• **EXERCISE DETAILS**
Copy the data exactly. Leave nothing out.

Data extracted from a collection

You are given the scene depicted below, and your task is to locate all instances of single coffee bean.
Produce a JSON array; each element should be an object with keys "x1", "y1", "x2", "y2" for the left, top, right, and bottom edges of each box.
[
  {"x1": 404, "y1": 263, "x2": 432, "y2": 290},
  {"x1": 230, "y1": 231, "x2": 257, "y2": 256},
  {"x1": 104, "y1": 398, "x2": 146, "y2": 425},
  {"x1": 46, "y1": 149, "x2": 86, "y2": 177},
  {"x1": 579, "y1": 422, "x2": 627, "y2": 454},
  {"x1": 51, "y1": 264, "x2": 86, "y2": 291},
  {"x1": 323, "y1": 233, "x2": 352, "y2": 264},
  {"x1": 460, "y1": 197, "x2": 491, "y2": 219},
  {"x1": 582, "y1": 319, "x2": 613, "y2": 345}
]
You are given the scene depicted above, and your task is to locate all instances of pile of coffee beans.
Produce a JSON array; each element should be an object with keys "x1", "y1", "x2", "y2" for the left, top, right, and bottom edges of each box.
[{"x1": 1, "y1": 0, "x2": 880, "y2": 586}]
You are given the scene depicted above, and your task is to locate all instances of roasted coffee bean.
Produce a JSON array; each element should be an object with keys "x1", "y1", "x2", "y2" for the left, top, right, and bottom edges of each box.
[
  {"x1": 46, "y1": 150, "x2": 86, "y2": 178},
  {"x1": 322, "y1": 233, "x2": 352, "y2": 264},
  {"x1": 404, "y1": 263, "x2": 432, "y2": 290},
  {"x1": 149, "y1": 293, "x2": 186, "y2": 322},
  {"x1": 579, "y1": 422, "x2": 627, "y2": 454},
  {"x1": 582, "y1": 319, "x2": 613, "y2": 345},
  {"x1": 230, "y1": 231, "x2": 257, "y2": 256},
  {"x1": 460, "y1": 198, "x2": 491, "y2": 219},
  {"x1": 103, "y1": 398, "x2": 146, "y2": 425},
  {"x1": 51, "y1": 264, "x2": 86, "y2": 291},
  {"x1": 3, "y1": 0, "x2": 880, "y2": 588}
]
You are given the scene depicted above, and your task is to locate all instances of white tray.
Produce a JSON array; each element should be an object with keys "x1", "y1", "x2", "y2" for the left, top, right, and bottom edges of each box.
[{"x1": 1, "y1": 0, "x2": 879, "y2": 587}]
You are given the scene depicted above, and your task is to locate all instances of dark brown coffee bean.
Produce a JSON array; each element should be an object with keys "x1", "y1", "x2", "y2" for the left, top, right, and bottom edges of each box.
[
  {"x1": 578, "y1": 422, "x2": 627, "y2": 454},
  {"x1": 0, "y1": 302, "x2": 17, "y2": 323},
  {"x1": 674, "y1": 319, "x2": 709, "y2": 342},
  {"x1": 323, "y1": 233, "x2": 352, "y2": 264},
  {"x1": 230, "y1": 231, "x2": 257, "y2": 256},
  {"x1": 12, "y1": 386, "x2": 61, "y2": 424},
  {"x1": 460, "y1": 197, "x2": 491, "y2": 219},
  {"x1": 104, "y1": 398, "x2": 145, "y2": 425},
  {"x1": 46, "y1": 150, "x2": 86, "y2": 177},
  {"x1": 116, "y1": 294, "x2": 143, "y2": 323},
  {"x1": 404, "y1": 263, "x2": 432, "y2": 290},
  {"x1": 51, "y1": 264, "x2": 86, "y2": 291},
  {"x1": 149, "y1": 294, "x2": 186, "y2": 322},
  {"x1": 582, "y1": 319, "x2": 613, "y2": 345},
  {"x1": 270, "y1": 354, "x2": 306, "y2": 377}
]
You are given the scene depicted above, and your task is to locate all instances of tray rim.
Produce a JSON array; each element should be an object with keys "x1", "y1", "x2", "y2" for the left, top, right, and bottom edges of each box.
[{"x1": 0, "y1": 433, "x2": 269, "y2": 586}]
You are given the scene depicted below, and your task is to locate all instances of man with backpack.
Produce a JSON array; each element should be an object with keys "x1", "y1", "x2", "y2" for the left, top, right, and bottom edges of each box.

• **PROBLEM SOLUTION**
You are given the scene depicted below, and your task is to locate all instances of single coffee bean.
Produce a JSON array; each element should be an object with keys "x1", "y1", "x2", "y2" for the left, top, right, and bottom edges of each box.
[
  {"x1": 404, "y1": 263, "x2": 432, "y2": 290},
  {"x1": 230, "y1": 231, "x2": 257, "y2": 256},
  {"x1": 104, "y1": 398, "x2": 146, "y2": 425},
  {"x1": 46, "y1": 149, "x2": 86, "y2": 177},
  {"x1": 579, "y1": 422, "x2": 627, "y2": 454},
  {"x1": 51, "y1": 264, "x2": 86, "y2": 291},
  {"x1": 323, "y1": 233, "x2": 352, "y2": 264},
  {"x1": 460, "y1": 197, "x2": 491, "y2": 219},
  {"x1": 582, "y1": 319, "x2": 613, "y2": 345}
]
You are given the scene depicted above, and your task is to locate all instances of pile of coffee beans.
Produce a JSON array; each element should be an object with keys "x1", "y1", "x2", "y2" for the left, top, right, and bottom edges of each box.
[{"x1": 1, "y1": 0, "x2": 880, "y2": 586}]
You are given the scene depicted above, and your task is to locate all instances of roasted coffee bean.
Produce a JSON array; each element should be an object with keys "x1", "y1", "x2", "y2" for the left, top, right, and bottom edges of each box.
[
  {"x1": 46, "y1": 150, "x2": 86, "y2": 178},
  {"x1": 322, "y1": 233, "x2": 352, "y2": 264},
  {"x1": 404, "y1": 263, "x2": 432, "y2": 290},
  {"x1": 149, "y1": 293, "x2": 186, "y2": 322},
  {"x1": 579, "y1": 422, "x2": 627, "y2": 454},
  {"x1": 582, "y1": 319, "x2": 613, "y2": 345},
  {"x1": 230, "y1": 231, "x2": 257, "y2": 256},
  {"x1": 460, "y1": 198, "x2": 491, "y2": 219},
  {"x1": 103, "y1": 398, "x2": 146, "y2": 425},
  {"x1": 51, "y1": 264, "x2": 86, "y2": 291},
  {"x1": 3, "y1": 0, "x2": 880, "y2": 588}
]
You are given the scene depicted above, and your task is to locate all instances of white tray.
Produce a JSON array; each element should be an object with keys "x1", "y1", "x2", "y2" for the left, top, right, and bottom edges of each box.
[{"x1": 1, "y1": 0, "x2": 879, "y2": 587}]
You are given the scene depicted above, and your task is to locate all instances of dark brown coffee bean.
Produce a JSON array; each element should be an object with keys "x1", "y1", "x2", "y2" for the left, top, right, and bottom edges of each box.
[
  {"x1": 578, "y1": 422, "x2": 627, "y2": 454},
  {"x1": 0, "y1": 302, "x2": 17, "y2": 323},
  {"x1": 674, "y1": 319, "x2": 709, "y2": 342},
  {"x1": 323, "y1": 233, "x2": 352, "y2": 264},
  {"x1": 230, "y1": 231, "x2": 257, "y2": 256},
  {"x1": 12, "y1": 386, "x2": 61, "y2": 424},
  {"x1": 460, "y1": 197, "x2": 491, "y2": 219},
  {"x1": 104, "y1": 398, "x2": 145, "y2": 425},
  {"x1": 46, "y1": 150, "x2": 86, "y2": 177},
  {"x1": 116, "y1": 294, "x2": 143, "y2": 323},
  {"x1": 404, "y1": 263, "x2": 432, "y2": 290},
  {"x1": 51, "y1": 264, "x2": 86, "y2": 291},
  {"x1": 149, "y1": 294, "x2": 186, "y2": 322},
  {"x1": 582, "y1": 319, "x2": 613, "y2": 345},
  {"x1": 270, "y1": 354, "x2": 306, "y2": 377}
]
You are given the scene depicted above, and your task is to locate all instances of tray rim.
Produce a JSON array; each element should be an object with keys "x1", "y1", "x2", "y2" for the left, top, right, and bottom edges of each box.
[{"x1": 0, "y1": 433, "x2": 269, "y2": 586}]
You are given the scene depicted below, and your task is to locate all instances of man with backpack.
Produce a JSON array; each element should be an object with keys "x1", "y1", "x2", "y2" for the left, top, right, and bottom edges of each box.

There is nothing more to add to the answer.